◆ GIVEN EXERCISE ◆
Output all of the entries exactly as written.
═════ RECORDS TO USE
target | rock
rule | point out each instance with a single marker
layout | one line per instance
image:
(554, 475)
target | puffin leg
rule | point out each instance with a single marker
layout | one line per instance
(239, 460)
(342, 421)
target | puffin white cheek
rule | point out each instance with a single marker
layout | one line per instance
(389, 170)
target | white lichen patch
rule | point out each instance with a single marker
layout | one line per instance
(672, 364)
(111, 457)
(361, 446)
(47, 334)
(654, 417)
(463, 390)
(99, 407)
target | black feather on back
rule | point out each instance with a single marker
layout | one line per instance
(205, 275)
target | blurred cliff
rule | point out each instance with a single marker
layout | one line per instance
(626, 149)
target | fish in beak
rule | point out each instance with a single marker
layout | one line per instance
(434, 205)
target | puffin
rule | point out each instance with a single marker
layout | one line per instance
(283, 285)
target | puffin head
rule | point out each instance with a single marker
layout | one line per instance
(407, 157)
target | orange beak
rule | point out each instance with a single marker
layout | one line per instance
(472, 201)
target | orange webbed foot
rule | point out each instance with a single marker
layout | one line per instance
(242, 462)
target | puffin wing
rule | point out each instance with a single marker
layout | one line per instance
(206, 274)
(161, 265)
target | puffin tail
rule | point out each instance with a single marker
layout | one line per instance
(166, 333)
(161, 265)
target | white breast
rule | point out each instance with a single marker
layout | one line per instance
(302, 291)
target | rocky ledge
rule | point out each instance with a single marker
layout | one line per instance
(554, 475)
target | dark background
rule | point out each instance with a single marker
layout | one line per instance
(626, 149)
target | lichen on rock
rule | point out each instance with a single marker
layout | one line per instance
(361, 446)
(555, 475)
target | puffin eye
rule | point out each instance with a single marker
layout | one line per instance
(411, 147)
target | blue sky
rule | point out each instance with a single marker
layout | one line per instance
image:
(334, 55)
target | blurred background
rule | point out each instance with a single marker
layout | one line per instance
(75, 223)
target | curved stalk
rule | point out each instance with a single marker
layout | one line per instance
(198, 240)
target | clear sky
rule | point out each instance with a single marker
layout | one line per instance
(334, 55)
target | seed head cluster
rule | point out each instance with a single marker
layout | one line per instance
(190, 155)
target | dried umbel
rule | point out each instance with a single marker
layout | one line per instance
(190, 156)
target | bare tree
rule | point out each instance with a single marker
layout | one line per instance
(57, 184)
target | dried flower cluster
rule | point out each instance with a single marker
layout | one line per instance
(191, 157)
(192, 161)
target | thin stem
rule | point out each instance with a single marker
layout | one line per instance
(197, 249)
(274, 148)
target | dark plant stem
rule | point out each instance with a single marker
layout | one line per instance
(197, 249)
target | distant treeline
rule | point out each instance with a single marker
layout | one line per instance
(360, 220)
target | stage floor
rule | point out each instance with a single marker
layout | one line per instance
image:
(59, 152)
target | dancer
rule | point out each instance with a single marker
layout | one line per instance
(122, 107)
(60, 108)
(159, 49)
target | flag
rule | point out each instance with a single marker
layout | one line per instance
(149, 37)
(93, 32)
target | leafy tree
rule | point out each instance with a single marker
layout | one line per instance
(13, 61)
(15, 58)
══════════
◆ FULL SOLUTION ◆
target | rock
rule | point out each instance with a single marker
layout | one line per instance
image:
(554, 475)
target | puffin leg
rule | point out each instance with a single marker
layout | one line per instance
(239, 460)
(342, 421)
target | puffin white cheek
rule | point out each instance with a single marker
layout | one line per instance
(389, 170)
target | white lichen patch
rule | point out each instance with a single marker
layout | one line per instance
(672, 364)
(111, 457)
(361, 446)
(47, 334)
(654, 417)
(463, 390)
(99, 407)
target | black feather on back
rule | point out each instance with a single marker
layout | one line per instance
(205, 275)
target | blurred cliff
rule | point out each instance with a single marker
layout | one line per instance
(626, 149)
target | fish in beak
rule | point out each instance with a single marker
layout | one line per instance
(434, 205)
target | puffin
rule | point out each instance with a single marker
layout | one line per instance
(283, 285)
target | puffin head
rule | point out each instance with a single marker
layout | one line per instance
(407, 157)
target | orange beak
rule | point out each instance with a single marker
layout | one line per instance
(472, 201)
target | orange webbed foot
rule | point out each instance with a single marker
layout | one line per instance
(242, 462)
target | puffin wing
rule | point out each instance with a single marker
layout | one line per instance
(206, 274)
(161, 265)
target | puffin tail
rule | point out each instance with a single marker
layout | one line per instance
(166, 333)
(161, 265)
target | white breast
rule | point out each instance with a single marker
layout | one line per instance
(302, 291)
target | rocky ledge
rule | point out each instance with a single marker
layout | one line per instance
(554, 475)
target | dark background
rule | point out each instance with a single marker
layout | one line per instance
(626, 149)
target | lichen on rock
rule | point out each instance with a single marker
layout | one line per instance
(361, 446)
(555, 475)
target | puffin eye
rule | point out each instance with a single marker
layout | one line per instance
(411, 147)
target | blue sky
rule | point out each instance with a single marker
layout | one line per instance
image:
(334, 55)
target | blurred background
rule | point out each instance with a single marker
layout | one line per instance
(75, 223)
target | curved stalk
rule | point out each instance with a single marker
layout | one line per instance
(198, 240)
target | clear sky
rule | point out each instance with a single marker
layout | one line per instance
(334, 55)
target | seed head cluster
rule | point out each instance with a single marker
layout | one line per instance
(190, 155)
target | dried umbel
rule | point out each instance with a single marker
layout | one line per instance
(190, 156)
target | bare tree
rule | point out each instance with a single marker
layout | one line per instance
(57, 184)
target | dried flower cluster
rule | point out each instance with a single marker
layout | one line per instance
(191, 157)
(192, 161)
target | thin stem
rule | point out each instance with a single marker
layout | one line per instance
(197, 249)
(274, 148)
target | dark plant stem
rule | point out each instance with a single marker
layout | one line per instance
(197, 249)
target | distant treeline
rule | point out each instance with a single marker
layout | one line per instance
(360, 220)
target | stage floor
rule | point out each instance with a single marker
layout | one line per instance
image:
(59, 152)
target | dancer
rule | point out each instance with a single marker
layout | one line per instance
(122, 107)
(60, 108)
(159, 49)
target | flag
rule | point out each instance with a single marker
layout | one line per instance
(149, 37)
(93, 32)
target | leafy tree
rule | point out each instance with a single marker
layout | one line per instance
(13, 61)
(15, 58)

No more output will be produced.